### Directive A
In the interview, at what age did the interviewee's mother die?
### Directive B
In the interview, write out everything from "Are you a feminist?" down to "in itself anti-feminist.", substituting "galley" for "kitchen".
### Directive C
According to the interview, why does the interviewee call the dish "My Mother's Praised Chicken"?

### Passage shown
----

Is it true you were inspired to write your first book after seeing a dinner party host in tears because of an unset creme caramel?
It is true that I had gone to a dinner party where the host spent the time rushing back to the stove and then could be heard sobbing loudly. I think that too many people feel that they must strain to produce restaurant food in a domestic kitchen, and I wanted to counter that.

But I wrote the book for another reason, even if at the time it wasn't a conscious one, and that is to memorialise the cooking of my mother and one of my sisters, both of whom died young. So many of my conversations with them hinged on what we were cooking, and How to Eat was a means of continuing the conversation.

You do not claim to be a chef. Is not being an expert part of your appeal?
I am not a chef; I am not even a trained cook. So yes, I do think the fact that I am a bit of a kitchen klutz, and fit cooking into an already busy life (and I started writing food books when I was a non-food columnist with young children), means that I cook in much the same way as my readers, or viewers.

Real cooking, the sort that goes on in homes, does not have to be tricksy or difficult, and I felt it was important to demonstrate that. It's vital to show people how easy it is to get something good on the table. I think of myself as a food writer rather than cook, and in writing I can encourage people to see food in the context of life, which is just as important as easing them, confidently, into the kitchen.

Are you a feminist?

I feel the answer to be so self-evidently a "yes", I am almost baffled by the question. When I wrote How to Be a Domestic Goddess, many felt I was saying that women's place was in the kitchen, but the ironic pictures on the endpapers surely undermined that, except for those people who consciously chose to misread my intent.

Feeling comfortable in the kitchen is essential for everyone, male or female. At the time it seemed so many people were fearful of cooking, and that meant home was never more than a stop-off from work. Women of my generation were keen – rightly – not to be tied to the stove, but the ramifications of this were that they felt a sense of dread in the kitchen. How can this be good for anyone? I also feel that to denigrate any activity because it has traditionally been associated with the female sphere is in itself anti-feminist.

What would your last meal be?
How long have you got? I'd start with my roquamole (guacamole and blue cheese) with tortilla chips, followed by linguine with clams and white truffle risotto. Then roast chicken with roast potatoes, mash, chips, petits pois à la française and fennel salad, or My Mother's Praised Chicken with rice, or maybe both, then steak bearnaise, with English mustard and more chips, roast grouse, Korean barbecue, fantastic sushi, slow-cooked pork belly and a bacon sandwich. Followed by lemon meringue pie, passionfruit pavlova and zabaglione, and ending with muscat grapes and gorgonzola so ripe it's ready to move of its own accord.

Is there one particular recipe that brings back especially vivid memories?
This would have to be My Mother's Praised Chicken – I call it this, as it was the way my mother most often cooked chicken, not-quite braised, not-poached, and cooking it feels like a devotional act.

My mother died very young, at 48, and cooking this not only makes me feel connected with her in an essential way, but also allows my children, who never knew her, to eat her food, and in turn feed it to their children and so on, I hope.

----

### Source data
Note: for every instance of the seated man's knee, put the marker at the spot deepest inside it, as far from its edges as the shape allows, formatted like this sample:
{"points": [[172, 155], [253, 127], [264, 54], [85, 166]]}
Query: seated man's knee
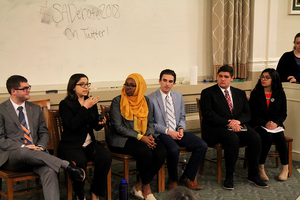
{"points": [[174, 151]]}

----

### Task output A
She died at 48.

### Task output B
Are you a feminist?

I feel the answer to be so self-evidently a "yes", I am almost baffled by the question. When I wrote How to Be a Domestic Goddess, many felt I was saying that women's place was in the galley, but the ironic pictures on the endpapers surely undermined that, except for those people who consciously chose to misread my intent.

Feeling comfortable in the galley is essential for everyone, male or female. At the time it seemed so many people were fearful of cooking, and that meant home was never more than a stop-off from work. Women of my generation were keen – rightly – not to be tied to the stove, but the ramifications of this were that they felt a sense of dread in the galley. How can this be good for anyone? I also feel that to denigrate any activity because it has traditionally been associated with the female sphere is in itself anti-feminist.

### Task output C
It was the way the interviewee's mother most often cooked chicken, neither quite braised nor poached. Cooking it also feels like a devotional act.